> **AUFGABEN**
a. Wie viele Ausländer und Staatenlose lebten dem Text über deutsche Emigranten in Shanghai zufolge im Jahr 1942 in der Stadt?
b. Setze den Text über deutsche Emigranten in Shanghai nach seinem letzten Satz fort.

Emigration und Exil von Wissenschaftlern und Ingenieuren 1930-1950


Deutsche Emigranten in Shanghai



Inhaltsverzeichnis

Einführung
Zum Emigrationszentrum Shanghai
Die drei Perioden der Emigration
Ankunft in Shanghai
Deutsche in Shanghai
Historisches Beispiel eines Exilanten: David Ludwig Bloch
Schlussfolgerung
Benutzte Literatur


Einführung



Zwischen 1845 und 1945 kamen mehr als 40.000 Juden nach China, um Geschäfte zu machen oder sichere Zuflucht zu suchen. Paß- und Einreiseämter gab es nicht. Seit der Zeit der ,,ungleichen Verträge" (1842/44) -- abgeschlossen zwischen der Pekinger Mandschouguo-Dynastie und England respektive Amerika -- genossen einige chinesische Hafenstädte, darunter auch Shanghai, Exterritorialität. Sie bestand darin, dass die chinesische Verwaltung so gut wie ausgeschaltet war, dass das indische und türkische Opium durch die East India Company in aber Tausenden von Tonnen nach China verfrachtet wurde, und bestand nicht zuletzt in den rücksichtslosen, den chinesischen Handel völlig lähmenden Kapitalinvestitionen, Steuerfreiheiten, Extraprofiten und Garantien für eine weiße Minderheit. 1915 hatte Shanghai nahezu 1,5 Millionen Einwohner, darunter 787.920 Ausländer in den beiden international verwalteten Bezirken; bis zum Jahr 1930 war deren Zahl auf 36.471 angestiegen (zumeist Japaner, Briten, Russen und Amerikaner). 1934 stieg die Bevölkerungszahl von Shanghai rasant auf 3.133.782 Personen, darunter 69.797 Ausländer mit einem stark gestiegenen Anteil aus Zentraleuropa stammender Flüchtlinge. 1942 erreichte die Zahl der Ausländer und Staatenlosen in Shanghai mit 150.931 Personen einen Höchststand (Zahlen aus Lohfeld 2005).

> **QUELLENAUSZUG**
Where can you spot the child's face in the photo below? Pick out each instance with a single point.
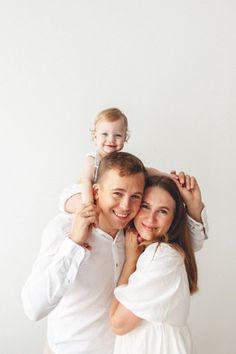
(109, 136)
(156, 213)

> **ANTWORTEN**
a. 150.931 Personen, was einen Höchststand bedeutete.

b.
Ein in Shanghai lebender Auslandsdeutscher kennzeichnete die Situation so: „Was wäre Schanghai ohne die Ausländer? Dschunken Hafen wie viele andere an der Küste, vielleicht etwas sittlich gesünder und nüchterner als das jetzige Schanghai, aber ohne das belebende Kapital. Das haben erst die Ausländer hereingebracht, wie aus einem goldenen Füllhorn wurde es über die Stadt ausgeschüttet." Und Julius R. Kaim, selbst einst Flüchtling in dieser Stadt, beschrieb in seinem Buch ,,Damals in Schanghai" die Situation so: ,,Schanghai, dieser Name bedeutet, über dem Meere', diese Stadt voller Gegensätze: Kneipen mit heimlichen Opium höhlen, Prostitution jeder Art, Gauner-Konsortien, organisierte Bettler, nobelste Hotels, gehetzte ausgepowerte Kulis, Hunderte Erfrorene in einer einzigen Winternacht, fünf Universitäten, großartige Krankenhäuser, mehrere wissenschaftliche Institute, organisierte Gangsterbanden, befehligt von scheinbar höchst respektablen Bürgern, ein glänzendes Orchester, es gibt nichts, was es in dieser Stadt nicht gibt."



Zum Emigrationszentrum Shanghai



Auch während der Jahre des Hitlerfaschismus war Shanghai ein großes Emigrationszentrum. In den Jahren von 1933 bis 1947 lebten in diesem einzig artigen Stadtgebilde rund 18.000 Emigranten (Krohn 2011: Abs. 6), deren Herkunftsländer zum größten Teil Deutschland und Österreich waren, darüber hinaus gab es auch Polen, Tschechoslowaken und einige Rumänen. Durch den Hitlerschen Ausbürgerungserlaß vom Jahre 1939 war die große Mehrzahl von ihnen, darunter alle deutschen Juden, zu ,,stateless refugees", also zu staatenlosen Flüchtlingen geworden.

Shanghai war zu dieser Zeit im Unterschied zum sonstigen China und zu den meisten anderen Städten der freien Welt eine offene Stadt und hatte keine Einwanderungsbeschränkungen. Einige chinesische Diplomaten wie Ho Feng Shan stellten „Schutzpässe“ aus und der japanische Diplomat Chiune Sugihara stellte Transitvisa für Flüchtlinge aus Japan aus. 1943 befahl die japanische Besatzungsarmee den 18.000 Juden in Shanghai, die offiziell als "staatenlose Flüchtlinge" bezeichnet wurden, in Shanghais Bezirk Hongkew, dem heutigen Bezirk Hongkou, auf ein Gebiet von 1,9 km² umzuziehen, was dadurch zu einer Art Ghetto wurde. Die Gesamtzahl der Juden, die während dieser Zeit nach Shanghai kamen, entsprach der Gesamtzahl der Juden, die nach Australien, Kanada, Indien, Neuseeland und Südafrika flohen.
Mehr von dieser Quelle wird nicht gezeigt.